:: The input

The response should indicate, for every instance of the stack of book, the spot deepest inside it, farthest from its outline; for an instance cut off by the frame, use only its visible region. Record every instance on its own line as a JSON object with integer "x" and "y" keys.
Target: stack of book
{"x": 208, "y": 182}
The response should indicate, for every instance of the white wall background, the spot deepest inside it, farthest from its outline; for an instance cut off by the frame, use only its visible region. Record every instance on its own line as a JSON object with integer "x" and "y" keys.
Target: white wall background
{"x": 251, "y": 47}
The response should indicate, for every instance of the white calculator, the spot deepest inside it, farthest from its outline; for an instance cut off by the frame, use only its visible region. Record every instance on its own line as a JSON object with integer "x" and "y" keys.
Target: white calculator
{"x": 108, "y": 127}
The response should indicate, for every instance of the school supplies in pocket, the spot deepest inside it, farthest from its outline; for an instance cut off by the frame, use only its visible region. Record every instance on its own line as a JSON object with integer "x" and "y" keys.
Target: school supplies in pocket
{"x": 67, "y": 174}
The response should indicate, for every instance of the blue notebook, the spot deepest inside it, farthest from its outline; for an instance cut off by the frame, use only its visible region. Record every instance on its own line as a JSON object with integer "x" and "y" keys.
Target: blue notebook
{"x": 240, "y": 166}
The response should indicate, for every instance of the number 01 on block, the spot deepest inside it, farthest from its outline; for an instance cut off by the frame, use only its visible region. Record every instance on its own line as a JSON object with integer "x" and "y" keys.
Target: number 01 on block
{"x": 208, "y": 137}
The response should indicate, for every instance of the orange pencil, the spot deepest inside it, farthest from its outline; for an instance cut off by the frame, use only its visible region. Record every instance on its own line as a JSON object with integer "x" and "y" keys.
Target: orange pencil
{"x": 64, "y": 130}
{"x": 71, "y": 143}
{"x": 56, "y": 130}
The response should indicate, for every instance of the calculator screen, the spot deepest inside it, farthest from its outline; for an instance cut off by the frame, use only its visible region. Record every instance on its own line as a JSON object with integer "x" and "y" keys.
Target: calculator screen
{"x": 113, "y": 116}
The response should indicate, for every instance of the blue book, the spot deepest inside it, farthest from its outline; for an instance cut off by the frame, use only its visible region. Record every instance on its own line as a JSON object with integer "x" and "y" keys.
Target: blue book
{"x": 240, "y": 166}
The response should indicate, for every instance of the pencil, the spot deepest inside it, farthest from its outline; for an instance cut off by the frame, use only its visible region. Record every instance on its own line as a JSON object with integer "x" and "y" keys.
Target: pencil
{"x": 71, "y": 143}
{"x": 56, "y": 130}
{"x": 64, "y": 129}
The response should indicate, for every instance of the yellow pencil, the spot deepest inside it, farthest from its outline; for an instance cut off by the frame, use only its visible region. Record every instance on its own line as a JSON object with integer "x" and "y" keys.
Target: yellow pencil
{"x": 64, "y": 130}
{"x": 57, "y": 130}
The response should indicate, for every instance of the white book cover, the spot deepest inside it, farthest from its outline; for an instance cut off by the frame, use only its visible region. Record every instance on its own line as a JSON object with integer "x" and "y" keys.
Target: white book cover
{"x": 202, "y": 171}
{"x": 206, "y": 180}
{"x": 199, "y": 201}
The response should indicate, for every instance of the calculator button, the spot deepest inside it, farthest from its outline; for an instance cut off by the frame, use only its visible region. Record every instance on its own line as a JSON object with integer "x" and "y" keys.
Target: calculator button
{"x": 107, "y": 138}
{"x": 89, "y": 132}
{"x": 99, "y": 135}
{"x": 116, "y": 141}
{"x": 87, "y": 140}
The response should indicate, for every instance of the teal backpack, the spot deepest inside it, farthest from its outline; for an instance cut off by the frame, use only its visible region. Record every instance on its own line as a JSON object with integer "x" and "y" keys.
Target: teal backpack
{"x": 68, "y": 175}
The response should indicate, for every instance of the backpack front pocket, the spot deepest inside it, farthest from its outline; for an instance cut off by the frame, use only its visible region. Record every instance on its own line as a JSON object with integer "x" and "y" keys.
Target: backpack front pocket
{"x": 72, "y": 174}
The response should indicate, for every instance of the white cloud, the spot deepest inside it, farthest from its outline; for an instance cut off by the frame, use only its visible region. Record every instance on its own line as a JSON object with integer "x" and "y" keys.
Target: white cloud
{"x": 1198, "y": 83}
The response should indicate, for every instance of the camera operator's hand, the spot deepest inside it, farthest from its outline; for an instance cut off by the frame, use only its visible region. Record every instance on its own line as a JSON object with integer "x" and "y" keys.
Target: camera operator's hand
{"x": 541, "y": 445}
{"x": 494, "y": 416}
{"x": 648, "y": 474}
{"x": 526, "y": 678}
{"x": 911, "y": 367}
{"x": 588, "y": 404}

::::

- [Task statement]
Return all of the entries exactly as they were supplied.

- [Response to the exercise]
The response should indicate, for every instance of the stack of book, the spot deepest inside it, farthest from its outline; for an instance cut off by the frame, use only its visible region. Record every instance on its own line as a JSON object with integer "x" and "y" keys.
Target: stack of book
{"x": 208, "y": 182}
The response should indicate, for every instance of the white wall background, the spot deepest inside it, farthest from its outline; for an instance cut off by the frame, use only its visible region. Record every instance on its own line as a JSON object with integer "x" and "y" keys.
Target: white wall background
{"x": 251, "y": 47}
The response should indicate, for every instance of the white calculator, the spot deepest inside it, farthest from its outline; for an instance cut off by the frame, use only its visible region. Record every instance on its own line as a JSON object with integer "x" and "y" keys.
Target: white calculator
{"x": 108, "y": 127}
The response should indicate, for every instance of the school supplies in pocket, the spot deepest inside it, farthest from its outline; for an instance cut off by the frame, use only its visible region. Record every instance on its own line as a JSON object with integer "x" and "y" keys.
Target: school supplies in pocket
{"x": 67, "y": 174}
The response should indicate, for every instance of the blue notebook, the spot deepest inside it, farthest from its outline; for an instance cut off by the frame, use only its visible region. Record every instance on its own line as a JSON object with integer "x" and "y" keys.
Target: blue notebook
{"x": 240, "y": 166}
The response should indicate, for every instance of the number 01 on block, the spot deepest inside it, farthest from its outline; for an instance cut off by the frame, use only its visible region. Record every instance on its own line as a JSON object with integer "x" and "y" keys.
Target: number 01 on block
{"x": 208, "y": 137}
The response should indicate, for every instance of the orange pencil, the spot deepest inside it, farthest from its outline; for an instance cut off by the frame, use only its visible region. Record every instance on its own line as a JSON object with integer "x" and "y" keys.
Target: orange pencil
{"x": 64, "y": 130}
{"x": 71, "y": 143}
{"x": 56, "y": 130}
The response should indicate, for every instance of the calculator screen, the spot deepest inside it, farthest from its outline; for an instance cut off by the frame, use only its visible region. Record every instance on its own line as a JSON object with integer "x" and "y" keys.
Target: calculator screen
{"x": 113, "y": 116}
The response should indicate, for every instance of the blue book, the spot deepest inside it, farthest from its outline; for an instance cut off by the frame, use only its visible region. Record every instance on its own line as a JSON object with integer "x" and "y" keys.
Target: blue book
{"x": 240, "y": 166}
The response should indicate, for every instance of the pencil, the spot deepest inside it, farthest from its outline; for an instance cut off by the frame, use only its visible region. Record every instance on its own line as a JSON object with integer "x" and "y" keys.
Target: pencil
{"x": 71, "y": 143}
{"x": 56, "y": 130}
{"x": 64, "y": 129}
The response should indicate, for every instance of the yellow pencil, the spot deepest inside it, farthest from its outline; for an instance cut off by the frame, use only its visible region. Record every instance on its own line as a JSON object with integer "x" and "y" keys.
Target: yellow pencil
{"x": 64, "y": 130}
{"x": 57, "y": 130}
The response should indicate, for every instance of the white book cover, the spot deepest inside it, farthest from its outline; for an instance cut off by the frame, use only its visible region. Record every instance on its own line as a JSON object with integer "x" and "y" keys.
Target: white book cover
{"x": 202, "y": 171}
{"x": 206, "y": 180}
{"x": 199, "y": 201}
The response should indicate, for every instance of the calculator button, the spot deepest inside it, farthest from its outline; for an instance cut off by the frame, use only its visible region. Record every instance on its own line as a JSON object with integer "x" and "y" keys.
Target: calculator button
{"x": 107, "y": 138}
{"x": 89, "y": 132}
{"x": 99, "y": 135}
{"x": 116, "y": 141}
{"x": 87, "y": 140}
The response should indicate, for every instance of the teal backpack, the spot deepest inside it, farthest from its outline; for an instance cut off by the frame, use only its visible region. Record every instance on its own line as a JSON object with integer "x" and "y" keys.
Target: teal backpack
{"x": 68, "y": 175}
The response should indicate, for every instance of the backpack front pocket, the spot deepest inside it, farthest from its outline; for an instance cut off by the frame, use only its visible region. Record every instance on its own line as a JSON object with integer "x" and "y" keys.
Target: backpack front pocket
{"x": 72, "y": 174}
The response should indicate, for every instance of the white cloud, the spot deepest inside it, farthest from its outline; for an instance cut off by the frame, use only its visible region. Record every instance on its own line as a JSON object with integer "x" and "y" keys.
Target: white cloud
{"x": 1198, "y": 83}
The response should indicate, for every instance of the camera operator's hand, the spot deepest inside it, farthest from its outline; for an instance cut off by the frame, use only its visible region. Record every instance on its own line as a JSON object with integer "x" and "y" keys.
Target: camera operator's hand
{"x": 541, "y": 445}
{"x": 494, "y": 416}
{"x": 648, "y": 474}
{"x": 526, "y": 678}
{"x": 911, "y": 367}
{"x": 588, "y": 404}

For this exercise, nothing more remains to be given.